### [Problem to work on]
Render the records below as a two-column CSV with the header columns "prompt" and "response", giving one row per record. Put each record's text in "prompt" and its answer in "response", enclose each field in double quotes, and replace every line break with a space.

— BEGIN Records for this task —

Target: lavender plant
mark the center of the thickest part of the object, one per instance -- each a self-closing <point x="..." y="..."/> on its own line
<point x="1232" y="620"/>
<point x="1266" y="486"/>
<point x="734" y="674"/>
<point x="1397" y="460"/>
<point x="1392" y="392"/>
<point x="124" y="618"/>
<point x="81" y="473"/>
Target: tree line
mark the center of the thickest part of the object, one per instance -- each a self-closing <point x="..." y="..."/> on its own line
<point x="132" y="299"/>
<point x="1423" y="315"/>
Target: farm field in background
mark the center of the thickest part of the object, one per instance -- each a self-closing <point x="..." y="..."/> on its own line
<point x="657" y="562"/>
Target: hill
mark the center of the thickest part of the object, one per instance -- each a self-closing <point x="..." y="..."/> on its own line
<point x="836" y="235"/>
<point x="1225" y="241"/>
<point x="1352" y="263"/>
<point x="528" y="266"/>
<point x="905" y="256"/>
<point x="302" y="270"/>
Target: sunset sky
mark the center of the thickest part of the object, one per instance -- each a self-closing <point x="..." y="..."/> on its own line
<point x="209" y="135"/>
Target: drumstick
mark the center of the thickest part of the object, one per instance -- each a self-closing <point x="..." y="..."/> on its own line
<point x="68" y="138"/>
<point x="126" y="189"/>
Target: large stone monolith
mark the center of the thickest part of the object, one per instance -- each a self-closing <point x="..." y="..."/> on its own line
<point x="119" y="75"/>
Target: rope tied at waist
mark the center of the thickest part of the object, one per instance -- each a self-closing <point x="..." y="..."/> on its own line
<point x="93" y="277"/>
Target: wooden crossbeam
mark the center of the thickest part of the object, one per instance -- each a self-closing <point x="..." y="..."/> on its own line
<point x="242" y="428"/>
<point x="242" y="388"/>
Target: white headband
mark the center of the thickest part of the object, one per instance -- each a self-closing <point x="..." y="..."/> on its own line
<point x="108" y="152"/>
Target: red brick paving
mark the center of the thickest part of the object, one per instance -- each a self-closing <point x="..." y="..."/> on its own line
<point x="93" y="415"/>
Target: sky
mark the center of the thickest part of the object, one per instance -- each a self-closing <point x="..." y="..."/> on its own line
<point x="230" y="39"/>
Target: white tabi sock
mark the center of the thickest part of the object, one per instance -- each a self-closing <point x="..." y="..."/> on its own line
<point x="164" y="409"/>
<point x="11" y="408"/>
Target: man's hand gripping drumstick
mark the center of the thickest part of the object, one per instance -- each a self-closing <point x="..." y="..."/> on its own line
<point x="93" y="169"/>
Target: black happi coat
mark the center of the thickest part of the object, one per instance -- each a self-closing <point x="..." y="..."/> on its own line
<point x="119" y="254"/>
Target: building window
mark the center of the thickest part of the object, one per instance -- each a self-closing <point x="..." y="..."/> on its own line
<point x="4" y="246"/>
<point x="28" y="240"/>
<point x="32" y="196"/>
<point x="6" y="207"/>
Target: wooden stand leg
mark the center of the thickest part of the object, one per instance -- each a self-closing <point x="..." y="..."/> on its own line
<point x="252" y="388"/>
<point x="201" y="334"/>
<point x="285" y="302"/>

— END Records for this task —

### [Expected answer]
prompt,response
"Target: lavender plant mark the center of the thickest part of the object, one per instance -- each a self-closing <point x=""..."" y=""...""/> on its own line","<point x=""1232"" y=""620""/> <point x=""1266"" y=""486""/> <point x=""734"" y=""674""/> <point x=""1397"" y=""460""/> <point x=""1392"" y=""392""/> <point x=""124"" y=""618""/> <point x=""81"" y=""473""/>"
"Target: tree line mark the center of the thickest part of the object, one per instance -- each a self-closing <point x=""..."" y=""...""/> on its own line","<point x=""132"" y=""299""/> <point x=""1423"" y=""315""/>"
"Target: farm field in background mark the center of the thickest part of the object, one per instance -- each a self-closing <point x=""..."" y=""...""/> on its own line","<point x=""657"" y=""562""/>"
"Target: hill mark the center of the thickest part of the object, one per instance -- each a self-closing <point x=""..."" y=""...""/> on its own line","<point x=""836"" y=""235""/> <point x=""1225"" y=""241""/> <point x=""1352"" y=""263""/> <point x=""528"" y=""266""/> <point x=""905"" y=""256""/> <point x=""302"" y=""270""/>"
"Target: sunset sky mark the center of the thickest part of the object, one per instance -- each a self-closing <point x=""..."" y=""...""/> on its own line","<point x=""209"" y=""135""/>"
"Target: drumstick mark the center of the thickest part of the object, one per instance -- each a self-closing <point x=""..."" y=""...""/> on its own line","<point x=""68"" y=""138""/> <point x=""126"" y=""189""/>"
"Target: large stone monolith mark the center of the thickest part of the object, one per instance -- each a self-closing <point x=""..."" y=""...""/> on its own line","<point x=""119"" y=""75""/>"
"Target: rope tied at waist mark the center of the thickest part of the object, one per instance -- each a self-closing <point x=""..."" y=""...""/> on its own line","<point x=""93"" y=""277""/>"
"Target: wooden crossbeam mark the center of the thickest part of the object, one per instance -- each a self-closing <point x=""..."" y=""...""/> on its own line","<point x=""242"" y=""428""/> <point x=""242"" y=""388""/>"
"Target: white headband mark the center of the thickest part of the object, one per instance -- each a self-closing <point x=""..."" y=""...""/> on its own line","<point x=""108"" y=""152""/>"
"Target: red brick paving mark the center of the thickest part of the object, one per instance -- each a self-closing <point x=""..."" y=""...""/> on its own line","<point x=""93"" y=""415""/>"
"Target: sky mark the center of the thickest part of the object, one per instance -- each a self-closing <point x=""..."" y=""...""/> on its own line","<point x=""230"" y=""39""/>"
"Target: white tabi sock mark the center of the thickest part of the object, one per instance -- each a self-closing <point x=""..."" y=""...""/> on its own line","<point x=""164"" y=""409""/> <point x=""11"" y=""408""/>"
"Target: man's hand gripping drumstick mark the center of the thickest part of the object, one per instance -- each a self-closing <point x=""..."" y=""...""/> on its own line","<point x=""93"" y=""169""/>"
"Target: black happi coat mark the center of the thickest part of the object, one per instance -- each a self-closing <point x=""..."" y=""...""/> on its own line","<point x=""119"" y=""254""/>"
"Target: building window mark the center of the thickest part of the object, one per instance -- each a self-closing <point x=""..."" y=""...""/> on its own line","<point x=""4"" y=""246""/> <point x=""28"" y=""240""/> <point x=""32"" y=""196""/> <point x=""6"" y=""207""/>"
"Target: wooden stand leg mark the center of the thickest part of the object, one per instance -- each a self-closing <point x=""..."" y=""...""/> on its own line","<point x=""252"" y=""388""/> <point x=""201"" y=""334""/> <point x=""285"" y=""302""/>"